# start of Supplied text

Lemma 10.156.3. Let $R \to S$ be a ring map. Let $\mathfrak q$ be a prime of $S$ lying over $\mathfrak p$ in $R$. Assume $R \to S$ is quasi-finite at $\mathfrak q$. Let $\kappa _2^{sep}/\kappa (\mathfrak q)$ be a separable algebraic closure and denote $\kappa _1^{sep} \subset \kappa _2^{sep}$ the subfield of elements separable algebraic over $\kappa (\mathfrak q)$ (Fields, Lemma 9.14.6). The commutative diagram

$\xymatrix{ R_{\mathfrak p}^{sh} \ar[r] & S_{\mathfrak q}^{sh} \\ R_{\mathfrak p} \ar[u] \ar[r] & S_{\mathfrak q} \ar[u] }$

of Lemma 10.155.10 identifies $S_{\mathfrak q}^{sh}$ with the localization of $R_{\mathfrak p}^{sh} \otimes _{R_{\mathfrak p}} S_{\mathfrak q}$ at the prime ideal which is the kernel of the map

$R_{\mathfrak p}^{sh} \otimes _{R_{\mathfrak p}} S_{\mathfrak q} \longrightarrow \kappa _1^{sep} \otimes _{\kappa (\mathfrak p)} \kappa (\mathfrak q) \longrightarrow \kappa _2^{sep}$

Moreover, the ring map $R_{\mathfrak p}^{sh} \to S_{\mathfrak q}^{sh}$ is a finite local homomorphism of local rings whose residue field extension is the extension $\kappa _2^{sep}/\kappa _1^{sep}$ which is both finite and purely inseparable.

Proof. Since $R \to S$ is quasi-finite at $\mathfrak q$ we see that the extension $\kappa (\mathfrak q)/\kappa (\mathfrak p)$ is finite, see Definition 10.122.3 and Lemma 10.122.2. Hence $\kappa _1^{sep}$ is a separable algebraic closure of $\kappa (\mathfrak p)$ (small detail omitted). In particular Lemma 10.155.10 does really apply. Next, the compositum of $\kappa (\mathfrak p)$ and $\kappa _1^{sep}$ in $\kappa _2^{sep}$ is separably algebraically closed and hence equal to $\kappa _2^{sep}$. We conclude that $\kappa _2^{sep}/\kappa _1^{sep}$ is finite. By construction the extension $\kappa _2^{sep}/\kappa _1^{sep}$ is purely inseparable. The ring map $R_{\mathfrak p}^{sh} \to S_{\mathfrak q}^{sh}$ is indeed local and induces the residue field extension $\kappa _2^{sep}/\kappa _1^{sep}$ which is indeed finite purely inseparable.

# end of Supplied text

> **Things to do**:
A - Copy the part of the lemma that opens with the words containing "Moreover, the ring" and closes with "and purely inseparable.", and replace "purely inseparable" with "radicial".
B - Answer these questions using the lemma:
(i) Which lemma provides the commutative diagram that identifies the strict henselization of S at q?
(ii) Which definition and lemma does the proof cite to show that the extension of residue fields at q over p is finite?
(iii) Which Fields lemma is cited for the subfield of elements separable algebraic over the residue field at q?

# start of Information shown

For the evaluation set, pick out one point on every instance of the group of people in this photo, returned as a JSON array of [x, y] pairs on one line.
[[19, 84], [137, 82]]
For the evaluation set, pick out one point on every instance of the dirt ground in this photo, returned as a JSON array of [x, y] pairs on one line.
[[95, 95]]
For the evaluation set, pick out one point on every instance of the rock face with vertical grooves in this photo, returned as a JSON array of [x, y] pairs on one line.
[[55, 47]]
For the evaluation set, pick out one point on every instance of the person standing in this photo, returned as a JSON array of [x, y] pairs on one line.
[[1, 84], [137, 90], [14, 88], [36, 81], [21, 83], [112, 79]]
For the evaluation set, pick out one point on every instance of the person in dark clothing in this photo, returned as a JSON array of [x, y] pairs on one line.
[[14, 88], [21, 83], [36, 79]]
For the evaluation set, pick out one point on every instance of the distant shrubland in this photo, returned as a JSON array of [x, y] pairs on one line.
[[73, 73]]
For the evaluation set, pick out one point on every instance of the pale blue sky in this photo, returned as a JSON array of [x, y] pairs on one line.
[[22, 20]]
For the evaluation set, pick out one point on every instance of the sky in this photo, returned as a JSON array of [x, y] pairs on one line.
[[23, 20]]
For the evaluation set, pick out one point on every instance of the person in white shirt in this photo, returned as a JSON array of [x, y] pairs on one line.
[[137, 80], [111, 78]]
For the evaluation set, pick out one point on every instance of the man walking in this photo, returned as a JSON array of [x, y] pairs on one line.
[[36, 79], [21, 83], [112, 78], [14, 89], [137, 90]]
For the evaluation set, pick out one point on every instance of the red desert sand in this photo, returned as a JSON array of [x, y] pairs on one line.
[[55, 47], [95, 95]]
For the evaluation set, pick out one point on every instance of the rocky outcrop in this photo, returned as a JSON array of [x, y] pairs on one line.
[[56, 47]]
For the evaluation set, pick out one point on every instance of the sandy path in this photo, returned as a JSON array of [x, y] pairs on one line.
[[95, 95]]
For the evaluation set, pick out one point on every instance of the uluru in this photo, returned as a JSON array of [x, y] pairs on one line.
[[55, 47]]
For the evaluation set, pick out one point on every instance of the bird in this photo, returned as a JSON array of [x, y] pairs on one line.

# end of Information shown

> **Responses by task**:
A -
Moreover, the ring map $R_{\mathfrak p}^{sh} \to S_{\mathfrak q}^{sh}$ is a finite local homomorphism of local rings whose residue field extension is the extension $\kappa _2^{sep}/\kappa _1^{sep}$ which is both finite and radicial.

B -
(i) Lemma 10.155.10.
(ii) Definition 10.122.3 and Lemma 10.122.2.
(iii) Fields, Lemma 9.14.6.